┏━━

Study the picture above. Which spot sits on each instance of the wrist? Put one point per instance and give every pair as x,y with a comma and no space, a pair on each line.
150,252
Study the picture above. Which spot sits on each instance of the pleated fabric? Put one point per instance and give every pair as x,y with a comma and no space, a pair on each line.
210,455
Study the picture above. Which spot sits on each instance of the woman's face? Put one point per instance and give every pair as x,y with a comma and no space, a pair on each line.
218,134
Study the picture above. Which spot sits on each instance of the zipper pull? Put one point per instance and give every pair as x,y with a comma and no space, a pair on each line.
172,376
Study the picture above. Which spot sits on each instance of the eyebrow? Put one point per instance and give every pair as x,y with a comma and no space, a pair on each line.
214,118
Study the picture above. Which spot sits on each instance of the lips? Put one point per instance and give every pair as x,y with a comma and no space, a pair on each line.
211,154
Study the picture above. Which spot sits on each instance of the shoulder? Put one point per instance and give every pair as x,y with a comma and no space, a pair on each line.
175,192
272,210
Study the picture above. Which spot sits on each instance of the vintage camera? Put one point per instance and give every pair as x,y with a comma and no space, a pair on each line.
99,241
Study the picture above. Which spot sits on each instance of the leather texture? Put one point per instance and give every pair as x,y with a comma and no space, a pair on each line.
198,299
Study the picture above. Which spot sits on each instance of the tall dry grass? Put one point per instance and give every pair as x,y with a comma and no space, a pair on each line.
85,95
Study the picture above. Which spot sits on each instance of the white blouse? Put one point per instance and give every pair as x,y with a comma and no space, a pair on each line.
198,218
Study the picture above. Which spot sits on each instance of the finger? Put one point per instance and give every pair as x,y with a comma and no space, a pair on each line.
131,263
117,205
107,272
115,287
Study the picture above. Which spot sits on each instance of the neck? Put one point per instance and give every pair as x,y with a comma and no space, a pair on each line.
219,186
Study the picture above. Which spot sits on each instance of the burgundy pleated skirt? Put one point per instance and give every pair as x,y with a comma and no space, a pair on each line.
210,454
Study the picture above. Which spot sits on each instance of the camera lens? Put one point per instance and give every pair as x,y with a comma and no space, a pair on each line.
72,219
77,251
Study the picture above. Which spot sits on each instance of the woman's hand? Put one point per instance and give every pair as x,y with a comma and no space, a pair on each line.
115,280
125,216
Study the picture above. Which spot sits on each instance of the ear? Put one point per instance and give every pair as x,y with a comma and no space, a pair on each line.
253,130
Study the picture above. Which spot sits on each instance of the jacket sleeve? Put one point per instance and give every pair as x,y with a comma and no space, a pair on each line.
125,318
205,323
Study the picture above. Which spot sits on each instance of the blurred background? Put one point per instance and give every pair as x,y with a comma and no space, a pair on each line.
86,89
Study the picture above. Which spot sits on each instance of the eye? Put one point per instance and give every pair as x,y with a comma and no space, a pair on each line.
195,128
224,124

┗━━

● **Task to complete**:
Reproduce every one of the rows above verbatim, keeping their original order, wording, and line breaks.

● **Correct result**:
Study the picture above. Which spot sits on each instance of the wrist? Put one point per instance and give every pair as x,y with a comma and no space, a pair on each line.
150,252
Study the picture above. Which spot sits on each instance of the pleated fabric? Put one point per instance and give every pair as x,y with a comma and no space, a pair on each line.
210,455
Study the picture above. Which spot sits on each instance of the woman's face? Put one point per instance and give every pair as x,y with a comma and no space, a pair on each line.
218,134
Study the picture above. Which spot sits on each instance of the zipper pull? Put one point per instance and give every pair as x,y with a comma and no space, a pair on each line.
172,376
Study the picture above. Which spot sits on each instance of the eyebrow? Put one point per instance and give every pair as x,y with a comma and no space, a pair on each line.
214,118
Study the picture above. Which spot sits on each instance of the lips? Put one point per instance and give every pair as x,y with a comma and no space, a pair on each line.
211,154
Study the picture above. Which spot sits on each instance of the shoulder? Put one point per instance and give every pair as x,y with a comma and no space, a pair on each line.
175,192
272,210
Study the picture above. Which spot sits on each instance of the vintage camera? Put one point per instance and give every pair as x,y with a comma and no space, a pair on each line.
99,241
Study the picture above. Which spot sits on each instance of the leather texture? Put one point per instance and give every pair as x,y with a comma and no space, a pair on each line.
198,299
Study the picture above. Which spot sits on each instance of the tall dry grass? Put one point per instance and give every pair as x,y with a comma and no space, a pair on each line.
85,95
Study the picture above. Which spot sits on each instance of the white blouse? Put one point per instance and give every pair as x,y with a comma and no space, a pair on each line.
198,218
Study the picture above. Which spot sits on each instance of the finger? Put one point per instance and give every pair as x,y with a comma and no space, a pair on each line.
131,263
117,205
107,272
115,287
Study the picture above. Which spot sits on each instance of the neck? Put one point per instance and give every pair as x,y with a comma and no space, a pair on each line.
219,186
Study the picture above. Which spot sits on each instance of the burgundy pleated skirt? Put one point per instance and give every pair as x,y with a comma and no space, a pair on each line.
210,454
Study the picture above. Which spot sits on each instance of the camera lens? Put one point per instance and give every pair as x,y with a comma and no space, a pair on each line.
72,219
77,251
Study the picture above. Which spot sits on each instance of the woman's hand? Put one point per instance and give every pair as x,y with a comma and no space, a pair on each line.
115,280
125,216
Study the picture above. Which spot sits on each instance of the ear? Put one point per instance and give every pair as x,y with a comma and no space, a pair on each line.
253,130
Study the picture above. Which spot sits on each instance of the jacket sleeve? Put one point per instance and give every pair as x,y with a comma and no space, a pair on each line.
125,318
205,323
Study the picture above. Which spot sits on each instance of the blurred background? Put one point per instance and give every pair as x,y with a comma and no space, a pair on each line.
86,89
Study the picture above. Which spot sits on each instance of the eye? Put one point per instance and give every pair as x,y with a comma and no space, a pair on each line.
195,128
224,124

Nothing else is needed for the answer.